##### Alıntı Metin #####

Nuri Kale
To Me
Aug 4, 2014
Tümür gibi:
Kendini selvi sanan nice asmalar gördük.
Ensesi kalınlarda altın tasmalar gördük.
Fesupanallah çekip, görmezden geldik ama
Salihat-ı nisvandan azgın yosmalar gördük…
Veee sonunda da Tümüraga’yı Ankara’nın yollarında gördük, ama büklüm büklüm olan yollar değil Tümüragaydı.
Buluşmamız:
Önce anavatanımısta Amerika üzerinden telsizfon görüşüp anlaşamıyarak Amerikanın telekomuna … sonra Tümüraga yerli telsizfonunu
devreye soktu da anlaştık sözümona.

##### Veri Kesiti #####

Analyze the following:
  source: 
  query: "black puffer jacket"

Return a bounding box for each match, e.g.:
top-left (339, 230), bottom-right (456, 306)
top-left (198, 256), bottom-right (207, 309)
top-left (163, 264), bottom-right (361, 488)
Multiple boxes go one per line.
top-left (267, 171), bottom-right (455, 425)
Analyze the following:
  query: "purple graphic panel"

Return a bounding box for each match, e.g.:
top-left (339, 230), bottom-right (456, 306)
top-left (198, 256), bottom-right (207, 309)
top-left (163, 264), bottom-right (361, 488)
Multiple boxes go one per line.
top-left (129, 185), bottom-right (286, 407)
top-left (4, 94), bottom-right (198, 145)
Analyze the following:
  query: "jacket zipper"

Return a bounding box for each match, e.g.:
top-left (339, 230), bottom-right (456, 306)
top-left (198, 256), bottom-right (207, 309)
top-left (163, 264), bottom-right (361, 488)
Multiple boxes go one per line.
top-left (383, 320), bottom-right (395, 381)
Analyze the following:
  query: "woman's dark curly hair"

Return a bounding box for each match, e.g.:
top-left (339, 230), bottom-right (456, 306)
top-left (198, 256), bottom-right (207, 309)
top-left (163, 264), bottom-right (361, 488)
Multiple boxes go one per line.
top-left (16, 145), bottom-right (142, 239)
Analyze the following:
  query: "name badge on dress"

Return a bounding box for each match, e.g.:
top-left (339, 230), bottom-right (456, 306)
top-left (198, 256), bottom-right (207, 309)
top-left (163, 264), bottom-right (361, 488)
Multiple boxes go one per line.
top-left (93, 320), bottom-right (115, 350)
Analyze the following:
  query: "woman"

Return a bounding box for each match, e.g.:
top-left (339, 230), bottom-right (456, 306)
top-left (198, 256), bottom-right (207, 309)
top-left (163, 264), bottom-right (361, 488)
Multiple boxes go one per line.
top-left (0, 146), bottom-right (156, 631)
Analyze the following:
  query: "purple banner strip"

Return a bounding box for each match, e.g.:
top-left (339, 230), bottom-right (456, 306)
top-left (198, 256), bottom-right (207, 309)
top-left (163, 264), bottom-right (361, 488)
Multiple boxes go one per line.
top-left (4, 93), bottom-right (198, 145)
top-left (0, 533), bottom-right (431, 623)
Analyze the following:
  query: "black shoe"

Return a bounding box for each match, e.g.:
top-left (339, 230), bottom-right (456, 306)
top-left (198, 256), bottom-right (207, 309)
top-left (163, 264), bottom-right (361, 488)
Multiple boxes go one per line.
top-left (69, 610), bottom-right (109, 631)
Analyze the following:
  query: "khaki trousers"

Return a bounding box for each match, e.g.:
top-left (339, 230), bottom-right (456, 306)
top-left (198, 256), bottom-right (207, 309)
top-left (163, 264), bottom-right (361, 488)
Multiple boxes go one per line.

#####

Yapılacaklar
(a) Aşağıdaki ifadelerin alıntı metinle uyuşup uyuşmadığını belirtin ve her yanıtı metinden birebir alınmış belirleyici sözlerle destekleyin. (i) Metindeki şiirde ensesi kalın olanlarda altın tasmalar görüldüğü söylenmektedir. (ii) Metne göre Tümüraga, Ankara'nın yollarında görülmüştür. (iii) Metne göre Amerika üzerinden yapılan ilk telsizfon görüşmesinde anlaşma sağlanmıştır.
(b) Alıntı metinden "Fesupanallah çekip, görmezden" sözleriyle başlayıp "yollar değil Tümüragaydı." sözleriyle biten bölümü hiçbir değişiklik yapmadan alıntılayın.

Çözülmüş Sorular
(a)
(i) Evet: "Ensesi kalınlarda altın tasmalar gördük."
(ii) Evet: "Tümüraga’yı Ankara’nın yollarında gördük"
(iii) Hayır: "Amerika üzerinden telsizfon görüşüp anlaşamıyarak"

(b)
Fesupanallah çekip, görmezden geldik ama
Salihat-ı nisvandan azgın yosmalar gördük…
Veee sonunda da Tümüraga’yı Ankara’nın yollarında gördük, ama büklüm büklüm olan yollar değil Tümüragaydı.